__How to complete this task__
The pictures are to be omitted when the entries are reproduced exactly.

::: Data extracts :::

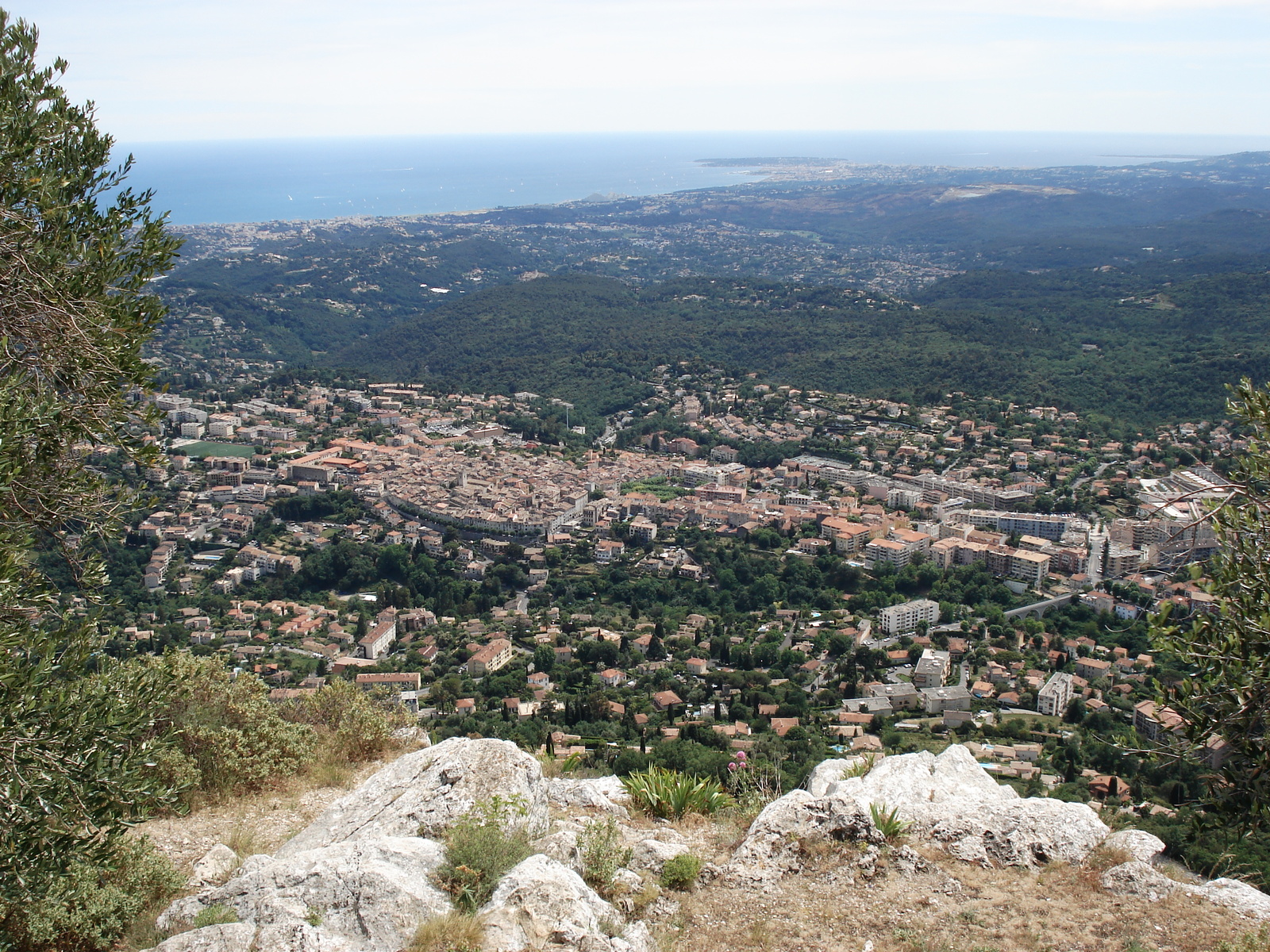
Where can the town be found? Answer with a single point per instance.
(730, 562)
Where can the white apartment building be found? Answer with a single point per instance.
(897, 620)
(1056, 696)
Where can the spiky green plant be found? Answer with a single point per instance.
(670, 795)
(888, 823)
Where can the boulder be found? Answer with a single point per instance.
(924, 778)
(540, 901)
(412, 735)
(365, 895)
(1235, 895)
(652, 854)
(425, 791)
(605, 793)
(829, 772)
(1138, 844)
(1020, 831)
(215, 867)
(562, 846)
(772, 844)
(234, 937)
(1138, 879)
(952, 800)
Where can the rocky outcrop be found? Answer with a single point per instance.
(949, 800)
(924, 778)
(425, 793)
(1142, 880)
(831, 772)
(1138, 844)
(1138, 879)
(774, 843)
(215, 867)
(952, 801)
(364, 894)
(234, 937)
(1235, 895)
(652, 854)
(1030, 831)
(540, 903)
(605, 793)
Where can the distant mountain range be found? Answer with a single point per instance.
(883, 279)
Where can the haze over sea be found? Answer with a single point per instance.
(253, 181)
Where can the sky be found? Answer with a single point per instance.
(179, 70)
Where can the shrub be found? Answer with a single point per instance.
(681, 873)
(232, 739)
(215, 916)
(602, 854)
(888, 822)
(360, 727)
(451, 932)
(671, 795)
(89, 908)
(486, 843)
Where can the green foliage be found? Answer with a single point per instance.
(75, 730)
(486, 843)
(450, 932)
(90, 905)
(681, 873)
(216, 916)
(888, 822)
(230, 738)
(357, 727)
(1227, 655)
(602, 854)
(1257, 941)
(671, 795)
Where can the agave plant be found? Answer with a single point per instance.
(888, 823)
(670, 793)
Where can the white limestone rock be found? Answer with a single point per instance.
(412, 735)
(215, 867)
(540, 901)
(605, 793)
(425, 793)
(1138, 844)
(924, 778)
(949, 799)
(1138, 879)
(257, 861)
(1028, 833)
(772, 843)
(366, 895)
(1235, 895)
(562, 846)
(233, 937)
(829, 772)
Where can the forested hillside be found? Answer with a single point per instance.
(1162, 348)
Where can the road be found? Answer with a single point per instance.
(1045, 606)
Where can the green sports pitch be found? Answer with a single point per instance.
(205, 450)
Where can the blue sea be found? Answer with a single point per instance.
(253, 181)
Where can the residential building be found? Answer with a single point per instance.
(1056, 696)
(933, 670)
(897, 620)
(489, 658)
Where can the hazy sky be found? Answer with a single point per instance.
(230, 69)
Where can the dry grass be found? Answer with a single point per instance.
(451, 932)
(256, 823)
(956, 908)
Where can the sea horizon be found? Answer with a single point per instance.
(302, 179)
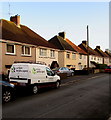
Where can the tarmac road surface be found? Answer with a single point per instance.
(79, 97)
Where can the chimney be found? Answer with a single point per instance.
(84, 42)
(15, 19)
(98, 47)
(62, 34)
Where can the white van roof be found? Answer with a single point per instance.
(29, 64)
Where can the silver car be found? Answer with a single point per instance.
(64, 70)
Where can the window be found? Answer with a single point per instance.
(26, 50)
(52, 53)
(73, 56)
(43, 52)
(49, 72)
(84, 56)
(10, 49)
(80, 57)
(68, 55)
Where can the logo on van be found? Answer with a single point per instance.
(13, 69)
(33, 70)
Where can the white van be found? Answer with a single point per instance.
(34, 75)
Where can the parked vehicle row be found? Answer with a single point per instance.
(66, 70)
(33, 77)
(8, 91)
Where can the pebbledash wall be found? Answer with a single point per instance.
(8, 59)
(47, 59)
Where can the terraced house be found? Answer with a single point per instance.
(80, 57)
(20, 43)
(69, 55)
(94, 57)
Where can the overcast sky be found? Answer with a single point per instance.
(49, 18)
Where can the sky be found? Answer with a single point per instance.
(49, 18)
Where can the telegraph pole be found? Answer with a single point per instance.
(88, 48)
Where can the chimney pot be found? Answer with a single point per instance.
(98, 47)
(15, 19)
(62, 34)
(84, 42)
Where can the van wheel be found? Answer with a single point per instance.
(57, 84)
(34, 89)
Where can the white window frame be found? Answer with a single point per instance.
(8, 53)
(80, 56)
(68, 53)
(73, 56)
(24, 54)
(41, 52)
(52, 53)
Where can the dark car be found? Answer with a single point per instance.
(8, 91)
(66, 70)
(108, 69)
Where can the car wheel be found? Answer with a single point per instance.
(72, 74)
(57, 84)
(7, 96)
(34, 89)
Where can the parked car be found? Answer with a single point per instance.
(66, 70)
(108, 69)
(33, 76)
(8, 91)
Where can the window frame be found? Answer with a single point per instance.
(41, 53)
(52, 53)
(9, 53)
(23, 53)
(68, 53)
(73, 56)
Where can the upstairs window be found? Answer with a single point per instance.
(26, 50)
(73, 56)
(68, 55)
(52, 53)
(43, 52)
(10, 49)
(80, 56)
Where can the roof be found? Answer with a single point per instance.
(22, 34)
(91, 51)
(76, 48)
(100, 52)
(108, 53)
(61, 44)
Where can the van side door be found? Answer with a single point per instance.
(50, 75)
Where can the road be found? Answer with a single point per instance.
(79, 97)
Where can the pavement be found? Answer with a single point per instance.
(77, 78)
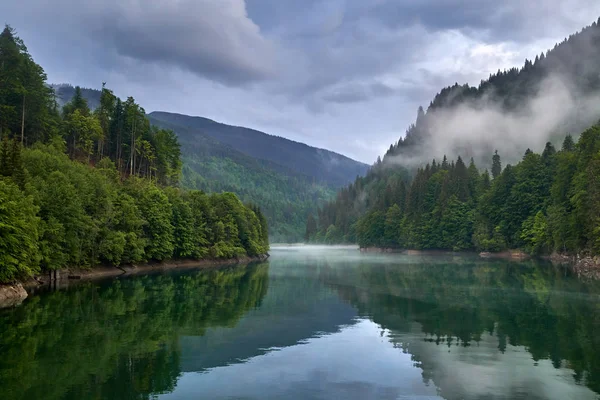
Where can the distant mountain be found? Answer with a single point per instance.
(285, 196)
(557, 92)
(406, 200)
(321, 165)
(287, 179)
(64, 93)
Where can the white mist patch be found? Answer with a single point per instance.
(476, 129)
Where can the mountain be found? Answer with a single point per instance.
(65, 92)
(540, 202)
(321, 165)
(289, 180)
(285, 196)
(558, 92)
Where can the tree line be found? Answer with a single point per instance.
(82, 188)
(548, 202)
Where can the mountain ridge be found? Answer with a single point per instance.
(323, 165)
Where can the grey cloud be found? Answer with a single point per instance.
(358, 92)
(214, 39)
(328, 72)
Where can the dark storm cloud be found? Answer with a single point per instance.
(213, 39)
(342, 74)
(358, 93)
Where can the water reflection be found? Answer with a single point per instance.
(119, 340)
(316, 324)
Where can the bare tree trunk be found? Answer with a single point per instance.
(23, 121)
(132, 151)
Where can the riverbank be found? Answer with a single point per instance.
(14, 294)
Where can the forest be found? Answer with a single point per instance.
(546, 202)
(79, 188)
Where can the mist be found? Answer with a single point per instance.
(478, 128)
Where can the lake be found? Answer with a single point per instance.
(312, 323)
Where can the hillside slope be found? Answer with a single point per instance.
(286, 197)
(321, 165)
(543, 200)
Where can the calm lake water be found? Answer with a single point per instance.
(312, 323)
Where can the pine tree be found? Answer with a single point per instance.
(496, 165)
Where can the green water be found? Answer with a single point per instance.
(312, 324)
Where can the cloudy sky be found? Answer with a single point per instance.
(346, 75)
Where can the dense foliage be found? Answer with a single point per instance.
(286, 197)
(320, 165)
(547, 202)
(574, 61)
(80, 188)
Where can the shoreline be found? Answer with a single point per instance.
(12, 295)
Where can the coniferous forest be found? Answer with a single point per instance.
(81, 188)
(547, 202)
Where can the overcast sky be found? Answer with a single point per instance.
(345, 75)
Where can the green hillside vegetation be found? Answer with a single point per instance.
(286, 197)
(575, 61)
(321, 165)
(82, 188)
(546, 202)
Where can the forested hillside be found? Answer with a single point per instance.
(545, 202)
(286, 196)
(81, 188)
(220, 158)
(321, 165)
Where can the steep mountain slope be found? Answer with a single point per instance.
(286, 197)
(64, 93)
(546, 202)
(556, 93)
(322, 165)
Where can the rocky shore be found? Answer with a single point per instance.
(13, 294)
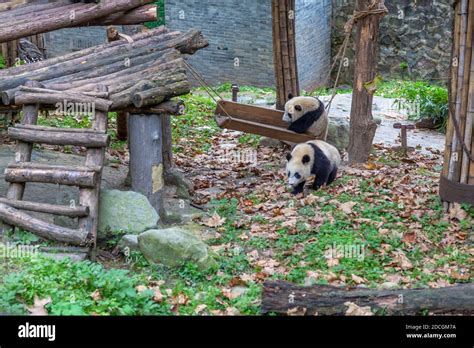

:::

__Answer box__
Where can the town be found? Answer with a single point per instance.
(730, 562)
Where can the white apartment building be found? Answer with a single point per instance.
(897, 620)
(1056, 696)
Where can the spiky green plant be found? Answer with a single point per instance.
(670, 795)
(888, 823)
Where can the boulder be found? Answer with a single point per instance.
(924, 778)
(540, 901)
(412, 735)
(365, 895)
(1235, 895)
(652, 854)
(425, 791)
(605, 793)
(829, 772)
(1138, 844)
(1020, 831)
(215, 867)
(562, 846)
(772, 844)
(234, 937)
(1138, 879)
(952, 800)
Where can the rocky outcrop be found? Answer with a single point per instance.
(949, 800)
(924, 778)
(425, 793)
(1142, 880)
(831, 772)
(1138, 844)
(1138, 879)
(774, 843)
(215, 867)
(952, 801)
(364, 894)
(234, 937)
(1235, 895)
(652, 854)
(1030, 831)
(540, 903)
(605, 793)
Where can the distant mountain range be found? Answer with a single point per instance.
(883, 279)
Where can the haze over sea be found? Answer with a single point per instance.
(253, 181)
Where can the sky be found? Answer with a single point per instance.
(179, 70)
Where can the shrub be found? Answer with a single point per instance.
(681, 873)
(232, 739)
(215, 916)
(602, 854)
(888, 822)
(360, 727)
(451, 932)
(671, 795)
(89, 908)
(486, 843)
Where can the green foliage be found? Answer with a single point per instance.
(75, 730)
(486, 843)
(450, 932)
(90, 905)
(681, 873)
(216, 916)
(888, 822)
(230, 738)
(357, 727)
(1227, 655)
(602, 854)
(1257, 941)
(671, 795)
Where can the agave plant be found? Answer with a single point per instance.
(888, 823)
(670, 793)
Where can the white limestone rock be found? Answer with a single point per instance.
(412, 735)
(215, 867)
(540, 901)
(605, 793)
(425, 793)
(1138, 844)
(924, 778)
(949, 799)
(1138, 879)
(257, 861)
(1028, 833)
(772, 843)
(366, 895)
(1235, 895)
(562, 846)
(233, 937)
(829, 772)
Where can the forested hillside be found? Answer with a single point per instance.
(1162, 348)
Where can the road be found? Answer with a single point per instance.
(1045, 606)
Where can the green sports pitch be found? Answer with a single point per instance.
(205, 450)
Where can the blue sea be found? Answer with a single point per instance.
(253, 181)
Where can the residential building be found? Answer with a single point per instance.
(1056, 696)
(933, 670)
(897, 620)
(489, 658)
Where can the hazy sky be found? Answer with a single point per instance.
(230, 69)
Where can the dry grass be found? Answer with a single point per instance.
(451, 932)
(256, 823)
(956, 908)
Where can the sea horizon be found? Answer with a single point per instance.
(302, 179)
Where can the tarmac road surface be found? Answer with a single point per instance.
(79, 97)
Where can the chimney be found? Answer with a single point per instance.
(84, 42)
(15, 19)
(98, 47)
(62, 34)
Where can the white van roof be found? Answer with a single point per instance.
(29, 64)
Where can the silver car be found? Answer with a single point per instance.
(64, 70)
Where can the window be found? Answer with a single point per instance.
(26, 50)
(52, 53)
(73, 56)
(43, 52)
(49, 72)
(84, 56)
(10, 49)
(80, 57)
(68, 55)
Where can the logo on van be found? Answer with a single point per instance.
(13, 69)
(33, 70)
Where can the white van be found? Answer with a single point per instance.
(34, 75)
Where can the parked vehicle row be found? Answer with a single point per instance.
(66, 70)
(33, 77)
(8, 91)
Where can the pebbledash wall be found? Answer with a single point per instance.
(8, 59)
(47, 59)
Where can the terraced house be found? Answer with a single point per instance.
(80, 57)
(20, 43)
(69, 55)
(94, 57)
Where can the overcast sky be found? Answer with a single point per instance.
(49, 18)
Where can the sky be found? Answer with a single point per instance.
(49, 18)
Where can the telegraph pole be found? Answer with a single point per instance.
(88, 48)
Where can the chimney pot be found? Answer with a single point per instance.
(98, 47)
(15, 19)
(62, 34)
(84, 42)
Where can the van wheel be found? Answer with a single point per instance.
(57, 84)
(34, 89)
Where can the white window frame be found? Answer with a single point per instance.
(8, 53)
(80, 56)
(68, 53)
(73, 56)
(24, 54)
(41, 52)
(52, 53)
Where can the dark car be found? Answer with a single point per instance.
(8, 91)
(66, 70)
(108, 69)
Where can the car wheel be found? Answer with a single point per instance.
(72, 74)
(57, 84)
(7, 96)
(34, 89)
Where can the parked car be found? Answer with a single point per instance.
(66, 70)
(108, 69)
(33, 76)
(8, 91)
Where can the window frame be found? Answer with a single point per instance.
(41, 53)
(52, 53)
(9, 53)
(23, 53)
(68, 53)
(73, 56)
Where can the upstairs window be found? Answer with a single point per instance.
(26, 50)
(73, 56)
(68, 55)
(52, 53)
(43, 52)
(10, 49)
(80, 56)
Where can the roof be found? Answer with a single point per instance.
(22, 34)
(91, 51)
(76, 48)
(100, 52)
(108, 53)
(61, 44)
Where can the van side door be found? Answer with a single point per instance.
(50, 75)
Where can the road be found? Answer with a single point per instance.
(79, 97)
Where can the pavement be found? Answer with a single point per instance.
(77, 78)
Where can the distant mountain be found? Answer with a single point per instance.
(285, 196)
(557, 92)
(406, 200)
(321, 165)
(287, 179)
(64, 93)
Where can the white mist patch be found? Answer with a single point per instance.
(476, 129)
Where can the mountain be found? Answer with a single point per instance.
(65, 92)
(540, 202)
(321, 165)
(289, 180)
(285, 196)
(558, 92)
Where can the tree line be found? Answer with a single point per instance.
(82, 188)
(548, 202)
Where can the mountain ridge be found? Answer with a single point per instance.
(323, 165)
Where can the grey cloud be found? Answer with a single point per instance.
(358, 92)
(214, 39)
(328, 72)
Where can the dark storm cloud be found? Answer with a single point per instance.
(213, 39)
(342, 74)
(358, 93)
Where can the water reflection be found? Answer with a single point per instance.
(119, 340)
(316, 324)
Where can the bare tree trunk be found? Answer with a single point per instance.
(23, 121)
(132, 151)
Where can the riverbank be found? Answer with a single point per instance.
(14, 294)
Where can the forest be found? Answer with a single point per instance.
(546, 202)
(79, 188)
Where can the mist be found? Answer with a single point per instance.
(478, 128)
Where can the lake be found? Answer with a single point per instance.
(312, 323)
Where can the hillside slope be found? Answer with a single point per instance.
(286, 197)
(321, 165)
(543, 200)
Where can the calm lake water be found? Answer with a single point per instance.
(312, 323)
Where can the pine tree be found? Answer with a single point per instance.
(496, 165)
Where can the green water be found? Answer with a single point per instance.
(312, 324)
Where can the cloudy sky be found? Answer with a single point per instance.
(346, 75)
Where can the dense foliage be found? Answer with a single point per instance.
(286, 197)
(320, 165)
(547, 202)
(574, 61)
(80, 188)
Where can the shoreline be found? Answer with a single point per instance.
(12, 295)
Where can the coniferous forest be found? Answer with a single point per instance.
(81, 188)
(547, 202)
Where can the overcast sky be found? Answer with a single point per instance.
(345, 75)
Where can the green hillside vegetation be found? Answer with a single point per instance.
(286, 197)
(575, 61)
(321, 165)
(82, 188)
(546, 202)
Where can the forested hillside be found? Answer with a single point per instance.
(545, 202)
(286, 196)
(81, 188)
(220, 158)
(321, 165)
Where can the steep mountain slope be found? Answer with a single point per instance.
(286, 197)
(64, 93)
(546, 202)
(556, 93)
(322, 165)
Where can the rocky shore be found? Answer with a single point per instance.
(13, 294)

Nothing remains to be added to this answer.